# What is needed
Look below for the line holding "462L592 465L588 477H595L601" and the line holding "box: [190, 438, 225, 460]". Transcribe exactly those lines and all lines between them, nothing more.

# Given records
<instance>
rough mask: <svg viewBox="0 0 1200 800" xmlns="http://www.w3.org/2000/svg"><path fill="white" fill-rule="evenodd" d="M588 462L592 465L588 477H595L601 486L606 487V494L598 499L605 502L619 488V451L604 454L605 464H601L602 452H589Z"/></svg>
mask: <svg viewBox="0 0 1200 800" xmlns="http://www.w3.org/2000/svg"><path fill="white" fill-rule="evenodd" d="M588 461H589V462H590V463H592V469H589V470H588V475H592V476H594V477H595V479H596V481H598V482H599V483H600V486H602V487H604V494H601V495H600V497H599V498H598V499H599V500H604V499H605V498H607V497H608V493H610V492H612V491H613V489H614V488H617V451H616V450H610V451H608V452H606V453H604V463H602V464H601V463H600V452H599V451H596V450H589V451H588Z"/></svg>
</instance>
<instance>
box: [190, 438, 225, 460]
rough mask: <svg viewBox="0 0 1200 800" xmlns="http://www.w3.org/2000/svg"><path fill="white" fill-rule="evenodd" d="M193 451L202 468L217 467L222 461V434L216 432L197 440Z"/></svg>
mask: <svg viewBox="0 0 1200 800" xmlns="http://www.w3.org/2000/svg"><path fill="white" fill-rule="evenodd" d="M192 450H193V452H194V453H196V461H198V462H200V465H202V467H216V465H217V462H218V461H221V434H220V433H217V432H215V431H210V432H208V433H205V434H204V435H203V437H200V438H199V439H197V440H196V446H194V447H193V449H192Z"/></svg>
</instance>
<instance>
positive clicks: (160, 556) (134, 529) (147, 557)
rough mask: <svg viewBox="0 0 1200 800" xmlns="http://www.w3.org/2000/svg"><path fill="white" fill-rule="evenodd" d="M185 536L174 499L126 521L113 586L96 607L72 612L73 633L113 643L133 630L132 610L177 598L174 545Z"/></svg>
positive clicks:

# Your response
rough mask: <svg viewBox="0 0 1200 800" xmlns="http://www.w3.org/2000/svg"><path fill="white" fill-rule="evenodd" d="M588 462L592 465L588 477H595L601 486L606 487V494L598 499L605 502L619 488V451L604 454L605 464H601L602 452H589Z"/></svg>
mask: <svg viewBox="0 0 1200 800" xmlns="http://www.w3.org/2000/svg"><path fill="white" fill-rule="evenodd" d="M588 461H589V462H590V463H592V469H589V470H588V475H592V476H594V477H595V479H596V481H598V482H599V483H600V486H602V487H604V494H601V495H600V497H599V498H598V499H599V500H604V499H605V498H607V497H608V493H610V492H612V491H613V489H614V488H617V451H616V450H610V451H608V452H606V453H604V463H602V464H601V463H600V452H599V451H596V450H589V451H588Z"/></svg>
</instance>
<instance>
box: [190, 438, 225, 460]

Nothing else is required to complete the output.